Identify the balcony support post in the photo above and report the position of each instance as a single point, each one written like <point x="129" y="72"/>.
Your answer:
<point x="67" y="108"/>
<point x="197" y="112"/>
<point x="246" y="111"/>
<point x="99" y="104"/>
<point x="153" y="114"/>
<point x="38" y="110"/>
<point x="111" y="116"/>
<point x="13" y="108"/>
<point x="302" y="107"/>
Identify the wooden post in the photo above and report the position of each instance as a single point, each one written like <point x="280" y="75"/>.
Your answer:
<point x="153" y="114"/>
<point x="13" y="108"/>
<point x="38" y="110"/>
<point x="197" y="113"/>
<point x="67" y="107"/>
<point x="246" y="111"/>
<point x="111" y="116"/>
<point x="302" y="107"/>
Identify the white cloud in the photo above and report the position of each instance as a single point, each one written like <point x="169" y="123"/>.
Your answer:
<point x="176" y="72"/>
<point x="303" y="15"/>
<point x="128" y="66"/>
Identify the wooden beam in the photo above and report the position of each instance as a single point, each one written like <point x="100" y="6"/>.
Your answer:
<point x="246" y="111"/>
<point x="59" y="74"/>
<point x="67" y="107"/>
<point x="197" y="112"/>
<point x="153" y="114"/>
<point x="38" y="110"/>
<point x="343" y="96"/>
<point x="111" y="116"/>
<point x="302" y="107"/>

════════════════════

**PROBLEM TO WORK ON**: Reproduce all of the records above verbatim, from the first line to the last, without changing anything.

**THE RESULT**:
Identify the balcony support post in the photo above and report the position of each instance as a single point, each one written like <point x="129" y="72"/>.
Your answer:
<point x="67" y="108"/>
<point x="197" y="112"/>
<point x="246" y="111"/>
<point x="99" y="104"/>
<point x="153" y="114"/>
<point x="38" y="110"/>
<point x="111" y="116"/>
<point x="13" y="108"/>
<point x="302" y="107"/>
Identify the wooden post in the photo above and report the position of each instance as a single point, each one written like <point x="280" y="75"/>.
Your answer:
<point x="153" y="114"/>
<point x="13" y="108"/>
<point x="38" y="110"/>
<point x="197" y="113"/>
<point x="67" y="107"/>
<point x="246" y="111"/>
<point x="111" y="116"/>
<point x="302" y="107"/>
Identify the white cloud in the photo above and report the position of each instance as a single point, each one written like <point x="169" y="123"/>.
Your answer:
<point x="176" y="72"/>
<point x="303" y="15"/>
<point x="128" y="66"/>
Identify the wooden beam in the photo above and report the position of each instance as a single point, each one written like <point x="100" y="6"/>.
Your answer:
<point x="246" y="111"/>
<point x="59" y="74"/>
<point x="67" y="107"/>
<point x="197" y="112"/>
<point x="153" y="114"/>
<point x="38" y="110"/>
<point x="343" y="96"/>
<point x="111" y="116"/>
<point x="302" y="107"/>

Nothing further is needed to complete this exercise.